Жил Маковский по сравнению с другими, в особенности московскими членами Товарищества, богато, имел в банке значительный для художника капитал, но все, что он имел, не давалось ему легко, а было выработано упорным трудом, постоянной, систематической работой. Весь день у него был разбит на часы, и для каждого часа было свое задание: утром шел в студенческую мастерскую, работал у себя, после обеда и краткого отдыха занимался музыкой. Участвовал во многих заседаниях, комиссиях и находил время для театра и концертов, не говоря уже о еженедельных собраниях у него дома. В музыке добился того, что недурно играл на скрипке и разбирал довольно трудные партии, главным образом классиков.
Наконец, Маковский приобрел и инструмент, которым по праву мог гордиться, — настоящего и хорошего Гварнери. На пасху Маковский приезжал обыкновенно в Москву, где жил неделю — две, вспоминая прежнюю свою московскую жизнь. Вечером слышу звонок телефона. Кто?
— Это, батенька мой, я, Владимир Маковский, прошу сейчас приехать ко мне в «Боярский двор», а по какому поводу — секрет.
Приезжаю. Владимир Егорович таинственно выносит из-за перегородки номера скрипичный футляр и открывает. Лицо сияющее.

---------------

(ВАША ЗАДАЧА)
Подхватите повествование в отрывке о Маковском и продолжите его сразу после последнего приведенного предложения. Пункты ниже никак не связаны с отрывком о Маковском.

(ИСХОДНЫЕ ДАННЫЕ)
---------------

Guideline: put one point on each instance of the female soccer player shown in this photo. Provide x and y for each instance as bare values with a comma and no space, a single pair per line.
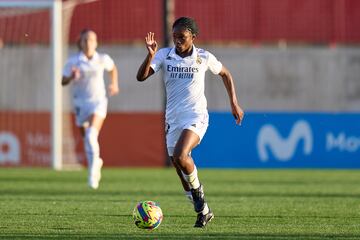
86,70
186,108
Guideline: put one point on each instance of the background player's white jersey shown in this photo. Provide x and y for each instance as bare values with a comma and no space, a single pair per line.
185,79
90,86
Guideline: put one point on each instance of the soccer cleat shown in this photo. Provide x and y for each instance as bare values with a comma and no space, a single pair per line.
95,173
198,198
203,219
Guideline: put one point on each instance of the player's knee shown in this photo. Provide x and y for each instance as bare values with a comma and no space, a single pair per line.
91,139
181,157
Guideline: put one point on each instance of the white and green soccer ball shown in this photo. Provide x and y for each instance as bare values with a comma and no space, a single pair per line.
147,215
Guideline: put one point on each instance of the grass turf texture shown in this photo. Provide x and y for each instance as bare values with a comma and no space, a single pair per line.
248,204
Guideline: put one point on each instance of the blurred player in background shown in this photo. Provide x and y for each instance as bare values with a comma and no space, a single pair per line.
86,70
186,108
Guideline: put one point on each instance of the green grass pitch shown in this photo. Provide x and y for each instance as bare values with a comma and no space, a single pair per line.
248,204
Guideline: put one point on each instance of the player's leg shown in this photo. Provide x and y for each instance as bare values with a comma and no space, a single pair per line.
184,183
182,157
92,149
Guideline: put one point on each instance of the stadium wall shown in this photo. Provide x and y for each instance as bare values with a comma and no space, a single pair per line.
267,80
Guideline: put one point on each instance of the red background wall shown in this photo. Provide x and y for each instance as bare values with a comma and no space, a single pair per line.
126,21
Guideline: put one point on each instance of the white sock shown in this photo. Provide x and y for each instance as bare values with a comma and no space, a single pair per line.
192,179
206,209
91,143
189,196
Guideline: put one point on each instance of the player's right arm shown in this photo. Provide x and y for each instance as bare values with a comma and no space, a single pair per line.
145,70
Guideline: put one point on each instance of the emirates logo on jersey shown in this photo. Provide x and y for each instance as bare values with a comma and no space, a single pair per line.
176,69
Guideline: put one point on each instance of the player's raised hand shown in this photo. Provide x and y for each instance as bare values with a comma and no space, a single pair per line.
151,44
238,113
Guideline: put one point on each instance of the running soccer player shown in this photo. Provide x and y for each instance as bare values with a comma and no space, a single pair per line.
186,115
86,70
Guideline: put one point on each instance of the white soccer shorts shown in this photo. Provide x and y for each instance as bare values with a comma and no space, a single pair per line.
196,122
83,110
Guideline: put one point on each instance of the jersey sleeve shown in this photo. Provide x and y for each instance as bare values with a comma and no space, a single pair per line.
158,60
108,62
214,65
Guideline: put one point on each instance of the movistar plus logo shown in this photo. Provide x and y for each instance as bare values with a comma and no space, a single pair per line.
283,148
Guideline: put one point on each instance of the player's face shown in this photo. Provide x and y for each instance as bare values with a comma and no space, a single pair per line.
89,43
183,39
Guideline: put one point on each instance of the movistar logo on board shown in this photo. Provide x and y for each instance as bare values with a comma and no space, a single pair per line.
282,148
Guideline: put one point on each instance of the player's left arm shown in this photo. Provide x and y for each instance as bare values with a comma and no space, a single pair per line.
114,82
236,110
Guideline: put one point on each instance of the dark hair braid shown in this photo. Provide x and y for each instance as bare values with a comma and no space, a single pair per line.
187,23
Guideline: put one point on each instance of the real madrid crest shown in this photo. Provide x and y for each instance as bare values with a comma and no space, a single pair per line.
198,59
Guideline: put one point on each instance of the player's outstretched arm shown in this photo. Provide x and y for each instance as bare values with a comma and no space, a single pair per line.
145,70
236,110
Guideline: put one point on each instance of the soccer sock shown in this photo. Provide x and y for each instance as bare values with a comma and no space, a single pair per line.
206,209
189,196
192,179
91,143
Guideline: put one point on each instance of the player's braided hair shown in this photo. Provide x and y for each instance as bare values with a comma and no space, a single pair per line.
81,35
187,23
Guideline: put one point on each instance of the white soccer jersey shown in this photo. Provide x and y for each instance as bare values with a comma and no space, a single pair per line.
185,80
90,86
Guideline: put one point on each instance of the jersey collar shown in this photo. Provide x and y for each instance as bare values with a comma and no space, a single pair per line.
173,54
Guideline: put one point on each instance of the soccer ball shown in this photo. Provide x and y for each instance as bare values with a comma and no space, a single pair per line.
147,215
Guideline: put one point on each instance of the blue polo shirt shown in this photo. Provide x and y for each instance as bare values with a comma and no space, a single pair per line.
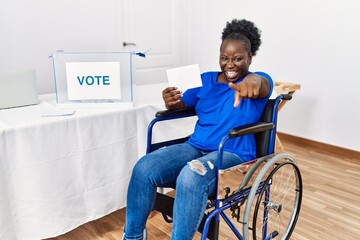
213,104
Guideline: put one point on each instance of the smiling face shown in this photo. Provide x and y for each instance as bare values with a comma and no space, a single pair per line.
234,60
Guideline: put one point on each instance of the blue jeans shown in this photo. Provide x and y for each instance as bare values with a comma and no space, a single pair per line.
191,171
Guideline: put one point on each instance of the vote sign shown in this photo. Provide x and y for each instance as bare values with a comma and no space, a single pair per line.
93,80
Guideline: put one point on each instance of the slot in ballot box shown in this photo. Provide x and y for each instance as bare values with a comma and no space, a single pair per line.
93,79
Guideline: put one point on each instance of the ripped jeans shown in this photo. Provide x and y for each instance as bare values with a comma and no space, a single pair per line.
191,171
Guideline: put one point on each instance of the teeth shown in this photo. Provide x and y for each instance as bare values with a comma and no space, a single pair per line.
231,73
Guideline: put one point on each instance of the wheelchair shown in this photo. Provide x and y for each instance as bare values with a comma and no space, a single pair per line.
259,199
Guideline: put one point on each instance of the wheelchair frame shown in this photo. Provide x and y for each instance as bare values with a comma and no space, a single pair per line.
256,179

---------------

(ПИСЬМЕННЫЙ ОТВЕТ)
— Что скажете, настоящий? Надо покупать? Женщина принесла — восемьсот рублей.
— Конечно, настоящий Гварнери: нежный, мягкий, но глубокий тон, пишите чек.
Купил. За инструмент потом в Петербурге предлагали четыре тысячи рублей. Владимир Егорович гордо отвечал: «Нет-с, самим надо, а вы поищите!»
В Академии Маковский руководил мастерской и, по справедливости надо сказать, мало ценного давал своим ученикам. Чему он мог научить? Тому, что у него самого было? Тонкая наблюдательность мелочей жизни, вылавливание жизненных типов — этого не мог он вложить учащимся, а мастерству тоже научить он не мог, так как у него самого его не хватало. Не было у него как будто и большого понимания, большой чуткости в искусстве.
Вспоминается другой художник — советник по искусству, знаменитый Чистяков[62] (учитель Репина, Серова, Врубеля[63]), которого приходилось встречать на вечерах у Дубовского. Сам он как мастер был небольшой величиной, но с большой чуткостью к форме, умел натолкнуть ученика на путь самостоятельной критической работы, на изучение больших мастеров живописи. Это был человек особого склада ума, говоривший по-суворовски какими-то загадками, как бы стараясь заинтересовать ученика и заставить его самого поработать над вопросом, самому решить задачу. Ученик пишет натурщицу. Подходит Чистяков. «Холодно», — говорит ученику и уходит.
Пишущий добавляет теплых тонов: желтых, оранжевых. «Холодно», — снова замечает профессор. Ученик пишет уже почти красными красками, чтобы вызвать теплоту. Чистяков подводит его к теплой кафельной печке, прислоняет к ней его руку и своим великорусским народным говорком поясняет: «Белое, а греет».
Ученику потом приходится самому разгадывать загадку, в чем выражается теплота колорита при данных условиях света, рефлексов и фона.
О Чистякове среди его учеников ходило много анекдотов.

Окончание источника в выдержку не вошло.